[Entries from a point annotation set]
— BEGIN —

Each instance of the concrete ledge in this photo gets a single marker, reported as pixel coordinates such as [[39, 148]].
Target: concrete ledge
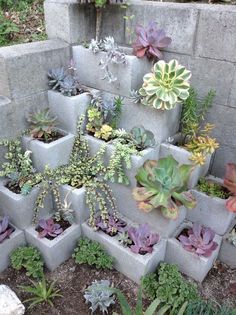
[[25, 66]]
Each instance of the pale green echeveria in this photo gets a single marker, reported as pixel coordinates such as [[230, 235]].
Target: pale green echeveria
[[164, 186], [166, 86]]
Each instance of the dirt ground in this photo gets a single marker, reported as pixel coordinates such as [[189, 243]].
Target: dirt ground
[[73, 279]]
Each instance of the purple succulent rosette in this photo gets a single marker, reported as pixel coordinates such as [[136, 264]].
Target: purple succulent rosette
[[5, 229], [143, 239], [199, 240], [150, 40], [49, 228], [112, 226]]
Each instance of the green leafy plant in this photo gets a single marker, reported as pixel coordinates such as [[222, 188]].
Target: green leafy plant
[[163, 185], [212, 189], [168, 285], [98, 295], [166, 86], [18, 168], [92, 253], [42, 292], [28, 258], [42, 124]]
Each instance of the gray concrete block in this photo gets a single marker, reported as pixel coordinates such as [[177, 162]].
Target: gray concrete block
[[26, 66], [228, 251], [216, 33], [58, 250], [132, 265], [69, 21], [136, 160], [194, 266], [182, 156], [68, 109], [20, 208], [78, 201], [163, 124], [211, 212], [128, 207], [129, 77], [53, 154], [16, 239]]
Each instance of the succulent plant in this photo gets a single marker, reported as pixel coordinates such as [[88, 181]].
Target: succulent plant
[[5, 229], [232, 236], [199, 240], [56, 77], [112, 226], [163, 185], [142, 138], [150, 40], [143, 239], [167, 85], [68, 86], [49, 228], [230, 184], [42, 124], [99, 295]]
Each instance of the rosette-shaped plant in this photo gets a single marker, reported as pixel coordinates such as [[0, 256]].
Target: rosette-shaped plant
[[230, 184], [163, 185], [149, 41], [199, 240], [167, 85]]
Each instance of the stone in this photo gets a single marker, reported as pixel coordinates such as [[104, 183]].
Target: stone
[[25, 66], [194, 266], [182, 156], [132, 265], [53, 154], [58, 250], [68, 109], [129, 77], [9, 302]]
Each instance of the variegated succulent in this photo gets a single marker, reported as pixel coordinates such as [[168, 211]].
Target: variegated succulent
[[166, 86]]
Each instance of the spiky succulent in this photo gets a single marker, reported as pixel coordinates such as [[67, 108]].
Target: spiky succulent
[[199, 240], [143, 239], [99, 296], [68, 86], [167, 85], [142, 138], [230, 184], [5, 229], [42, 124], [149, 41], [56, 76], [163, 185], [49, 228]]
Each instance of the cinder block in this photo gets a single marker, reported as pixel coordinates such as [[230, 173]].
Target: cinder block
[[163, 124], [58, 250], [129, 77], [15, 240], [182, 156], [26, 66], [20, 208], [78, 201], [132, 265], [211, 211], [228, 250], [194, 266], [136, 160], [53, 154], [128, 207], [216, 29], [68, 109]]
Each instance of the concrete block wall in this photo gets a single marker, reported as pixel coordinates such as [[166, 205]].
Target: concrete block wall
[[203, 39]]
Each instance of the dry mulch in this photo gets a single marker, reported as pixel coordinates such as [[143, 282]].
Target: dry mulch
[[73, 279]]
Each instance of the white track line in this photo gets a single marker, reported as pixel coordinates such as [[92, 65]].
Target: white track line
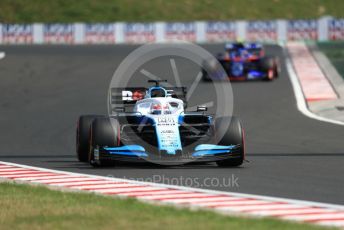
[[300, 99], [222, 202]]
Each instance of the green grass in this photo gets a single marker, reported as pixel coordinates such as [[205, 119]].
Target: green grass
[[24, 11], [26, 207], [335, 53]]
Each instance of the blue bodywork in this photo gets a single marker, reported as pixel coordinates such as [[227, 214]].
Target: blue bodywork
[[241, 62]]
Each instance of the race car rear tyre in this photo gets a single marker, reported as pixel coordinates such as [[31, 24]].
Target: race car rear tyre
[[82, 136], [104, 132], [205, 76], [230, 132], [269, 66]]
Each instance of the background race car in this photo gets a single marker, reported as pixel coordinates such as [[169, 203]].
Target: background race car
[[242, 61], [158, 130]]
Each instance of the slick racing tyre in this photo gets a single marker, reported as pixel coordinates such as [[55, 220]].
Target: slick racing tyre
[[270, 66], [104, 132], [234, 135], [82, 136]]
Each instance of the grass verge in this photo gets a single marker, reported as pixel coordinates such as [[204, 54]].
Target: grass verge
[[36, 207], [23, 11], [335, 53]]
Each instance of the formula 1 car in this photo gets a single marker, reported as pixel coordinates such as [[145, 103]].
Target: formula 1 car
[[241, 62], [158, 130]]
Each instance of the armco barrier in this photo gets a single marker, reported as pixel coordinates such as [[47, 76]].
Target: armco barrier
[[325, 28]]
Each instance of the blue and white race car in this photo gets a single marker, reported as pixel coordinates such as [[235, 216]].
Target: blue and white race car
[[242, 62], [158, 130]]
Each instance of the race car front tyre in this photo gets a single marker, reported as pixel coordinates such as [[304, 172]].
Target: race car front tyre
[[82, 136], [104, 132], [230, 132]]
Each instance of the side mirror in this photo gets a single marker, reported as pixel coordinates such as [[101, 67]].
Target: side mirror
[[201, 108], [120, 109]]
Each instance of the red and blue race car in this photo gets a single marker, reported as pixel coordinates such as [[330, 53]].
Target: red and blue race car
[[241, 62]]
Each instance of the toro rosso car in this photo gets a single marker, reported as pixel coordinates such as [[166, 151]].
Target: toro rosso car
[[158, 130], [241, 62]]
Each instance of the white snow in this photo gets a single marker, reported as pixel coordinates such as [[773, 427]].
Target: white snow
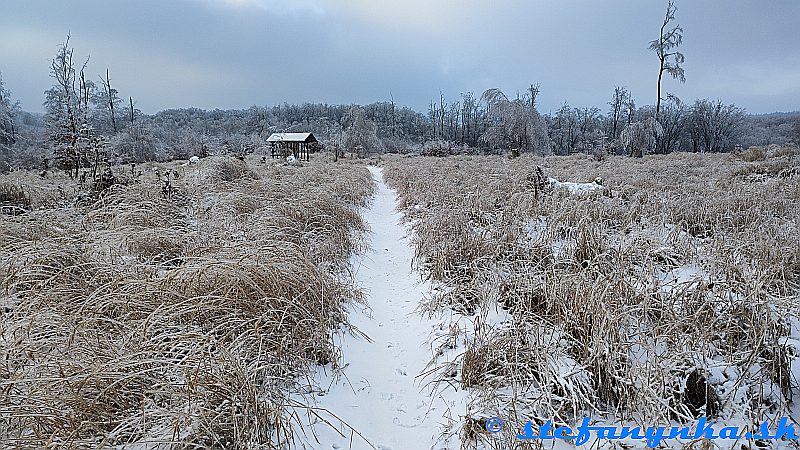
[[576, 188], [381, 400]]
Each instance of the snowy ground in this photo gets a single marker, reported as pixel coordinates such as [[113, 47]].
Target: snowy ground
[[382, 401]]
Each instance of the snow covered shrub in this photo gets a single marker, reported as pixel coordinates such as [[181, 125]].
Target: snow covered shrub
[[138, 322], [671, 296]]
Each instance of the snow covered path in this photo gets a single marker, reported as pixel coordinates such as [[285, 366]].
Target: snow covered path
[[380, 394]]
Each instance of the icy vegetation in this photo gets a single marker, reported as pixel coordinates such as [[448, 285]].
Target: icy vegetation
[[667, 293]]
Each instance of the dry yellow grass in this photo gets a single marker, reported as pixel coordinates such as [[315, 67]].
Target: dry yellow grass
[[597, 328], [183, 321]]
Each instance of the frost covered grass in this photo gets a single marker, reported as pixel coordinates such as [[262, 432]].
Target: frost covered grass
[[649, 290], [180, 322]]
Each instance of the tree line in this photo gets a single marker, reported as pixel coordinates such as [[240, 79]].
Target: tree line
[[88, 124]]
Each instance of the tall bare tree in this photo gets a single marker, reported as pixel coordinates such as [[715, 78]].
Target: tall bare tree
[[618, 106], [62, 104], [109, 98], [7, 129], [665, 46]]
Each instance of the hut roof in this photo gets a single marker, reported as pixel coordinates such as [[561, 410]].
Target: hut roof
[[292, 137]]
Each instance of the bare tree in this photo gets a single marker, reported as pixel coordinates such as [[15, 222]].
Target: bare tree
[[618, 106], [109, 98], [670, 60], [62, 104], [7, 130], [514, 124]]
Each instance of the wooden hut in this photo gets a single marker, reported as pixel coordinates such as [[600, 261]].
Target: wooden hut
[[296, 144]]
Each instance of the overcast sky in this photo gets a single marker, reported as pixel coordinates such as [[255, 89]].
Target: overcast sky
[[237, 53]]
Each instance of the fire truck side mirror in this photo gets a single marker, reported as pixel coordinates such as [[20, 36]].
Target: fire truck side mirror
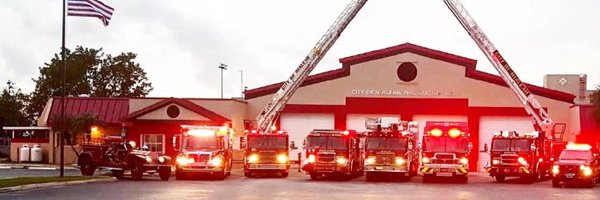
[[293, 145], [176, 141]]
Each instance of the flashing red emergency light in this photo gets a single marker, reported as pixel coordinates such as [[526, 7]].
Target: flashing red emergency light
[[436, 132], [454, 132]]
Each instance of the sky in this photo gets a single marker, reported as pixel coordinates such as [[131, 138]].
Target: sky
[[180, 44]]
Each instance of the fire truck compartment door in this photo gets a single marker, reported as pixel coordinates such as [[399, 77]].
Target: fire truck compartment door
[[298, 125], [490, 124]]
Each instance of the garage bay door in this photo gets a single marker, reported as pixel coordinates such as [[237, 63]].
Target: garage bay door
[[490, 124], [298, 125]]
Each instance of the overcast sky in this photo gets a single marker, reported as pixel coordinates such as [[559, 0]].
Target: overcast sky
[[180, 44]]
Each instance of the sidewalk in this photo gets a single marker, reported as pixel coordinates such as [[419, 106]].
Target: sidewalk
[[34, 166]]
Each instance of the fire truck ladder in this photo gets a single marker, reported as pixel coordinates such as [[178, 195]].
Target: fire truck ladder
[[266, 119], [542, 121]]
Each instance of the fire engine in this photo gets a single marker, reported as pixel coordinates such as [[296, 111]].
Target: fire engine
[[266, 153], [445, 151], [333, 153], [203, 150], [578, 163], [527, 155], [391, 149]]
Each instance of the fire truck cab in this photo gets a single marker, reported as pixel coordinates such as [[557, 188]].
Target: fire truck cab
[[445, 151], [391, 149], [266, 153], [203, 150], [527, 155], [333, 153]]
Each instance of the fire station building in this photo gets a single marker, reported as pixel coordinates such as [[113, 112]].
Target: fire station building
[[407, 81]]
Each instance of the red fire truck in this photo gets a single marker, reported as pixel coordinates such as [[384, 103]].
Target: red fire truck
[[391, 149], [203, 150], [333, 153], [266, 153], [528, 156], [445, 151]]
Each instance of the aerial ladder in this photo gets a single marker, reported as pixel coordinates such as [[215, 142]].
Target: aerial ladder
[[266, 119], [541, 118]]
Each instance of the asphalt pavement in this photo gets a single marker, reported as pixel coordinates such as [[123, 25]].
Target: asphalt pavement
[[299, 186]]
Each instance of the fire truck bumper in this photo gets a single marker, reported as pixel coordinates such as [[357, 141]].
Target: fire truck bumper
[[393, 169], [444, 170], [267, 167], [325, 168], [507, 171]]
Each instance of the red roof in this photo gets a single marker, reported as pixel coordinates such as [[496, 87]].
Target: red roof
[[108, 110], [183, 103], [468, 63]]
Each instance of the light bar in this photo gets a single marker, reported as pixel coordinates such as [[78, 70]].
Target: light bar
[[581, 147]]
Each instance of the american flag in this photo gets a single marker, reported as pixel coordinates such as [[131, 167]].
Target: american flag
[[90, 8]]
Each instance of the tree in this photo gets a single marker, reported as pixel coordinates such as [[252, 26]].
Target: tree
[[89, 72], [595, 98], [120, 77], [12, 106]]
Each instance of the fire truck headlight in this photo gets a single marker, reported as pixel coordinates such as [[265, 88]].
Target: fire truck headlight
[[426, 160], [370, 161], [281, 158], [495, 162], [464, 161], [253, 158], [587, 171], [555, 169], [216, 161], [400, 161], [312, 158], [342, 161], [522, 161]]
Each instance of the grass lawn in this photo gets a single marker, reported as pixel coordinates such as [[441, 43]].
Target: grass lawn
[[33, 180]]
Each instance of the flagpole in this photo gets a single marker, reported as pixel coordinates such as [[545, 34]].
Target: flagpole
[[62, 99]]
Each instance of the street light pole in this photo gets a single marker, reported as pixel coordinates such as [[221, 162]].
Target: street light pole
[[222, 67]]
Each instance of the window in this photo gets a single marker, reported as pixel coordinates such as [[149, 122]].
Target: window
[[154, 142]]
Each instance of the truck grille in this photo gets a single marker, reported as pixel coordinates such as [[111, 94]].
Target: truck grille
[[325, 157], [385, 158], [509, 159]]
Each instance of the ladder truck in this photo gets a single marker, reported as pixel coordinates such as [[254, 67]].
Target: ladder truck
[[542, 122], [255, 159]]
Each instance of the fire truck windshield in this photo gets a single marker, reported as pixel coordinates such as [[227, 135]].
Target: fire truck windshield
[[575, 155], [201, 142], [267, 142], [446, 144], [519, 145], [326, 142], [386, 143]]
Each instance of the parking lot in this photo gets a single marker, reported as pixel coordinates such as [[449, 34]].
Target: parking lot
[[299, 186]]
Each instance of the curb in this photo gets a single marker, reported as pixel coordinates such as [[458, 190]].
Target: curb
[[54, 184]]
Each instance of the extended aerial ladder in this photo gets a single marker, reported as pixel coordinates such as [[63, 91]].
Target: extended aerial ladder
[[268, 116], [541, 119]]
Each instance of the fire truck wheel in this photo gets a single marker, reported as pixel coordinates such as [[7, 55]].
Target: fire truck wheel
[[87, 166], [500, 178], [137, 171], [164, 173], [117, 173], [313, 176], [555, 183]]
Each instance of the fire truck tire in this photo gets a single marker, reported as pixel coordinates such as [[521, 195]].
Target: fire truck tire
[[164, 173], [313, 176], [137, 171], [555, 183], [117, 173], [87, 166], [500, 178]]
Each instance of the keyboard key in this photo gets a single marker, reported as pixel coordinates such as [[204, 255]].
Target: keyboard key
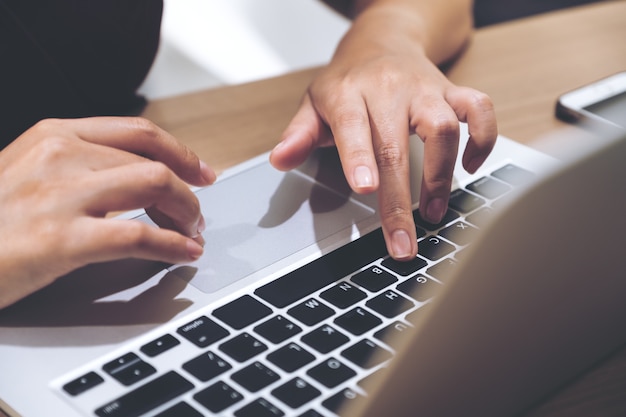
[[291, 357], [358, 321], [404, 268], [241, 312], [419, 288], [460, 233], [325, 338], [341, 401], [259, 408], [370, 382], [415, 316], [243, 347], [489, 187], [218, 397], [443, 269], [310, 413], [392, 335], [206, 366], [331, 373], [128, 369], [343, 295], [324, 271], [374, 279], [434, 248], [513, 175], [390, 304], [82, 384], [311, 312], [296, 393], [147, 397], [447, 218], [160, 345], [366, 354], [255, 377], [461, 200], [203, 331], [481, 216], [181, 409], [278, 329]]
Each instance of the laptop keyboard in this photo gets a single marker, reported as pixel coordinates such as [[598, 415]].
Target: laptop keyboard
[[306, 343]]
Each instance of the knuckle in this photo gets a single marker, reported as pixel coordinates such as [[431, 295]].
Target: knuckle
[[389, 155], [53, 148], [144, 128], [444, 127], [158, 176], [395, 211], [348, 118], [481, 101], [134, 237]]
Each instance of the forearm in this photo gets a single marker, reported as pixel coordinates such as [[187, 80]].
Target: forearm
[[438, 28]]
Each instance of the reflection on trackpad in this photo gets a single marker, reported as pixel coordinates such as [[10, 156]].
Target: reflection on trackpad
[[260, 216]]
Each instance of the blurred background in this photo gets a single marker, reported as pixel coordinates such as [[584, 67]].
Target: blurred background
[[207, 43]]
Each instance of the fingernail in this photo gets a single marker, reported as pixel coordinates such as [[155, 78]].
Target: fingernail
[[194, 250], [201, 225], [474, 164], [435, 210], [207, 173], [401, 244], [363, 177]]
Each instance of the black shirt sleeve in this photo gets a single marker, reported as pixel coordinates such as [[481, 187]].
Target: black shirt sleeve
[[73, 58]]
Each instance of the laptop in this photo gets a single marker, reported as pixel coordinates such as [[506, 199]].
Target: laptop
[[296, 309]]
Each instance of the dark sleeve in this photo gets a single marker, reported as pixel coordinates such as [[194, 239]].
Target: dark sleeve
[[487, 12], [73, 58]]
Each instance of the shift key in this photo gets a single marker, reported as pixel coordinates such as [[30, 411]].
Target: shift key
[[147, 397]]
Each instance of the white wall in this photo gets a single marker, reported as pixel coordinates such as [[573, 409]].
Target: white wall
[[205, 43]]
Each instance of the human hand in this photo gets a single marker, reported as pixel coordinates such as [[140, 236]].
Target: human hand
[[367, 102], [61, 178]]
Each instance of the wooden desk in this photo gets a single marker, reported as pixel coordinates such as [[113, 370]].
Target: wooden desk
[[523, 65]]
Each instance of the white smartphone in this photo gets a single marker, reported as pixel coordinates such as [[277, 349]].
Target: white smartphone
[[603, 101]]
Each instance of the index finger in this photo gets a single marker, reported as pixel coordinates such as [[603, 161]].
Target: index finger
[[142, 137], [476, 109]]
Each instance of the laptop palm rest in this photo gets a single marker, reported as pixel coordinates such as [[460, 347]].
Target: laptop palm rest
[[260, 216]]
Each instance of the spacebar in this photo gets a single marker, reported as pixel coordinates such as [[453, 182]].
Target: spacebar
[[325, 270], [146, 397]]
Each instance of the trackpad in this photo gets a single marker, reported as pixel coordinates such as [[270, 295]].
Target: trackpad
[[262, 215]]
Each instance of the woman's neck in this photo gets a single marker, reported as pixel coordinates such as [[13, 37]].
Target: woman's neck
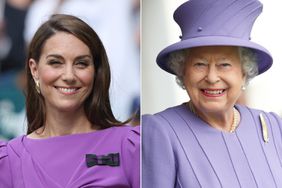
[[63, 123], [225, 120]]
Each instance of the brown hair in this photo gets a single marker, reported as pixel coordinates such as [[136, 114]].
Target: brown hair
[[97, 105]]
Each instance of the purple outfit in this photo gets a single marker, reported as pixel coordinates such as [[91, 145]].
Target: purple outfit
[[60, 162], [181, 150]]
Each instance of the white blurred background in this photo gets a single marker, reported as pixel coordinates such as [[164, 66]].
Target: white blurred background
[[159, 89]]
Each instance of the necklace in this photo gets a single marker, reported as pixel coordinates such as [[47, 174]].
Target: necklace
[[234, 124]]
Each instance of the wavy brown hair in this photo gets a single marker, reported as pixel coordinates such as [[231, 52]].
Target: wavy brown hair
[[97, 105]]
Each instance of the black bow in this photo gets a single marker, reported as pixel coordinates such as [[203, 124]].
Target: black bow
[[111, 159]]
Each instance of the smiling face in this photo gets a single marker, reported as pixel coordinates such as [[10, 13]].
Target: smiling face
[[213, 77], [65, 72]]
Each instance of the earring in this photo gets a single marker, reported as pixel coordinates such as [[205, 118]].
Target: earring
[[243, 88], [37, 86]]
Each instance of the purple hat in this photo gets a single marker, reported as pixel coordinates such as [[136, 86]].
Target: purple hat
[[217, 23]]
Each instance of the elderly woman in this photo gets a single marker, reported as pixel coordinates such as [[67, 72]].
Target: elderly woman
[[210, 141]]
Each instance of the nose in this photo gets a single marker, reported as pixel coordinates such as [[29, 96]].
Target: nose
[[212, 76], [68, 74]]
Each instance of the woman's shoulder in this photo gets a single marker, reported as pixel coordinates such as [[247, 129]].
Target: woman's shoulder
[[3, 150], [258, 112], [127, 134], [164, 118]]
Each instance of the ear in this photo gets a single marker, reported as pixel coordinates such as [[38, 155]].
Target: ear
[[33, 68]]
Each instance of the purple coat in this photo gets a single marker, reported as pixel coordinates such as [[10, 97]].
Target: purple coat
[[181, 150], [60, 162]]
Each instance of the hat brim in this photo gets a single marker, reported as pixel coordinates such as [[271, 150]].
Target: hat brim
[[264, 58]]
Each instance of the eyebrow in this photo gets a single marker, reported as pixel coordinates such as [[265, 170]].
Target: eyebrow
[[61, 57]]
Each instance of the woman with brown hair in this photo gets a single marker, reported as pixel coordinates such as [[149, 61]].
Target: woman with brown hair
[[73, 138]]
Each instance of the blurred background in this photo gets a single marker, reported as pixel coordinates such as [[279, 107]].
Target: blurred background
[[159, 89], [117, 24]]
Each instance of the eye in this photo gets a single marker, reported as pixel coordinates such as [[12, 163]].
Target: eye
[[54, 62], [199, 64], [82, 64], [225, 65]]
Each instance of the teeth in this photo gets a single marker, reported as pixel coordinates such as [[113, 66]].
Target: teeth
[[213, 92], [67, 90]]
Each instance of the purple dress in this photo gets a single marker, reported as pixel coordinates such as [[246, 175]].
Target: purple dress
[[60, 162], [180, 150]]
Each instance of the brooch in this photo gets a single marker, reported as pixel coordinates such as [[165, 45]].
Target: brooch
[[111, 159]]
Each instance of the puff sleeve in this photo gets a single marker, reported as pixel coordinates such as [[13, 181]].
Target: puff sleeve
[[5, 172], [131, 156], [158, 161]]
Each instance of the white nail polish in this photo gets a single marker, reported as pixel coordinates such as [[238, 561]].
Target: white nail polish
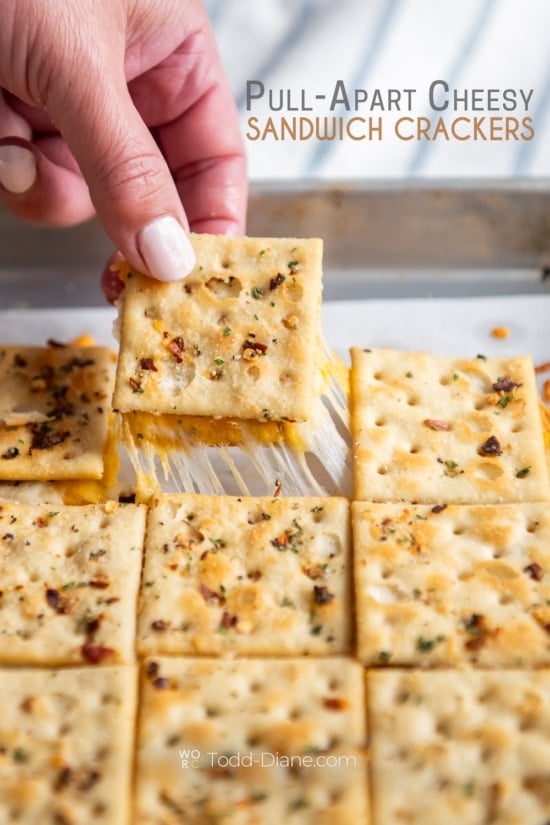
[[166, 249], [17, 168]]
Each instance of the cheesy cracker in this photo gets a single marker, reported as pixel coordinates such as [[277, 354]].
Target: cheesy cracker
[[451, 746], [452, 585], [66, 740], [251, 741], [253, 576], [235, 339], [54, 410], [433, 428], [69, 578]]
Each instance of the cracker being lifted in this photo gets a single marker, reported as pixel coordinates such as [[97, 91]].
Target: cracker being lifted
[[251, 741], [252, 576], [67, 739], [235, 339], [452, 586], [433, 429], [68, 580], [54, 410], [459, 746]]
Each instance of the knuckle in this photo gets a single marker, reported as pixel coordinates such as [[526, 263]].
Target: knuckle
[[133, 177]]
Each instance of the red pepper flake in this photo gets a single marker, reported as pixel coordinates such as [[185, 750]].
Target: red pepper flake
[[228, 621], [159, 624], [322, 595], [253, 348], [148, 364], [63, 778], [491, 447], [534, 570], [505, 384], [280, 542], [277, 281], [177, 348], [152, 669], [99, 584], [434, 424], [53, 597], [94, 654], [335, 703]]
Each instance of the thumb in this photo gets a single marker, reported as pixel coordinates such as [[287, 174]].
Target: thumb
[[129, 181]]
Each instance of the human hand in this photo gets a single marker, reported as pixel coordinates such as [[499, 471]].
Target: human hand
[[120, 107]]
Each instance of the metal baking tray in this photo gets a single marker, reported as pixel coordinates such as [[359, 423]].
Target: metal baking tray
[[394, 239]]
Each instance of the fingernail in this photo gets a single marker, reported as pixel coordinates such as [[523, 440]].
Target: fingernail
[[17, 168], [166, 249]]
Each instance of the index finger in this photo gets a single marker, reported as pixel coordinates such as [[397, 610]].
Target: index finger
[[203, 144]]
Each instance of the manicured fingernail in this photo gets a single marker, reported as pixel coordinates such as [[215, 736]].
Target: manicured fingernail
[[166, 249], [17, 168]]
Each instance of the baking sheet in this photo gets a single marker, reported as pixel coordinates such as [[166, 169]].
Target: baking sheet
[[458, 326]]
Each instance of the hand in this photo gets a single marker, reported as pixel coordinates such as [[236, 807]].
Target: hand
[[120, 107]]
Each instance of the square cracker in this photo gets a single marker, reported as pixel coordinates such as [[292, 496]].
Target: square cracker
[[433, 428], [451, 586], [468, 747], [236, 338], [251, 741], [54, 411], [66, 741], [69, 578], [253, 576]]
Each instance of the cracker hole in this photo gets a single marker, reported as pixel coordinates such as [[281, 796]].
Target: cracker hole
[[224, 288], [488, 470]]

— END —

WHAT TO DO
Retype the data exactly, beginning at the line that contains "Each instance of the rosette-shaped" and stopping after the line that contains "185], [49, 228]]".

FINAL ANSWER
Each instance of the rosette-shaped plant in this photo gets a single marker, reported as pixel coordinates such as [[0, 256]].
Target: rosette-shaped plant
[[230, 184], [163, 185], [149, 41], [199, 240], [167, 85]]
Each instance of the stone in this photo gets a single marker, reported as pixel coordinates such as [[104, 183]].
Target: stone
[[25, 66], [194, 266], [182, 156], [132, 265], [53, 154], [58, 250], [68, 109], [129, 77], [9, 302]]
Each instance of the variegated succulent in this photo gets a single marker, reported as pixel coordinates such as [[168, 211]].
Target: variegated succulent
[[166, 86]]
Each instance of the spiky succulent in this photo gets a single marker, reported as pixel coordinates such as [[67, 108]].
Target: spiky succulent
[[199, 240], [143, 239], [99, 296], [68, 86], [167, 85], [142, 138], [230, 184], [5, 229], [42, 124], [149, 41], [56, 76], [163, 185], [49, 228]]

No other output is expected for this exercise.